GOAL
Please replace "Use this form" with "Follow this format" everywhere in the data below, and write all of the data out again with nothing else changed and the pictures left out.

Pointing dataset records
┌──
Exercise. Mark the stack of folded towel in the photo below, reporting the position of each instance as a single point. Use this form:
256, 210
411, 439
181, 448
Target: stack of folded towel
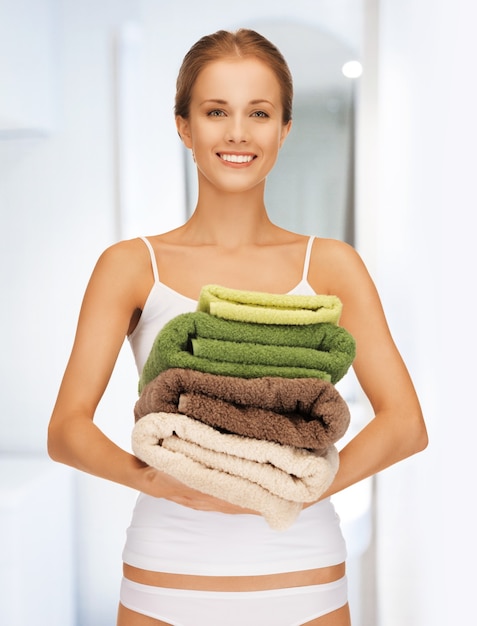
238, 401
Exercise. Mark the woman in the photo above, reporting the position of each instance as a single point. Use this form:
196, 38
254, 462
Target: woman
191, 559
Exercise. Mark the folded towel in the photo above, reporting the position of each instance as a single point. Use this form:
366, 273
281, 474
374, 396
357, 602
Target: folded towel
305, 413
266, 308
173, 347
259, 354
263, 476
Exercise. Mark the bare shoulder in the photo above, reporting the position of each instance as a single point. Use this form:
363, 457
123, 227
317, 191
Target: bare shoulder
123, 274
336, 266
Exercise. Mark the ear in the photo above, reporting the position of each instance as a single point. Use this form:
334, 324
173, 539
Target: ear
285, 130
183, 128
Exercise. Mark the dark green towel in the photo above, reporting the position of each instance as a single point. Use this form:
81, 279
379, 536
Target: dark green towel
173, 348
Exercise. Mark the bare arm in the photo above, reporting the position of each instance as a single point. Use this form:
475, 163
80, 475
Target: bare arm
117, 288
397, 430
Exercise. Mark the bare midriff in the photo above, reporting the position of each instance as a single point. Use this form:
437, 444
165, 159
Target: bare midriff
└──
ANSWER FOR THIS EXERCISE
Exercise. Mark the stack of folded towel in the photo below, reporting the position of each instance as a single point. Follow this format:
256, 210
411, 439
181, 448
Target: stack of folded towel
238, 401
Exercise. Mark the woman in the photo above, reporting the position of each instance as a single point. Follow this format:
196, 38
254, 462
Target: woman
191, 559
Exercise. Mark the folded towel in the photo above, reporting the position of each instance as a single point. Follow this format:
366, 273
281, 474
374, 396
357, 602
Target: folded towel
305, 413
266, 308
173, 347
259, 354
263, 476
Exercise. Mark the bare shoulder in the photo above, reporting the position of each instance as a single point. Follow this format:
363, 457
123, 227
317, 191
Target: bare shoulder
123, 274
336, 266
Exercise. Mark the ear in the photo above, reporting the position of each instance as a single point. Follow this format:
334, 324
173, 539
Target: ear
285, 130
183, 128
Exercise. Mark the dark green towel in the photo above, reporting the position of each instance as a single point. Follow this format:
81, 279
379, 536
Target: dark green towel
173, 348
Exercise. Mark the bare arm in the photo above, reporting the position of each instance as a single point. Follow this format:
475, 163
80, 475
Target: bare arm
117, 288
397, 430
Exercise. Mark the bare midriff in the photo above, reporting the position of each instance as a single point. Follow this format:
437, 444
165, 159
Target: bare midriff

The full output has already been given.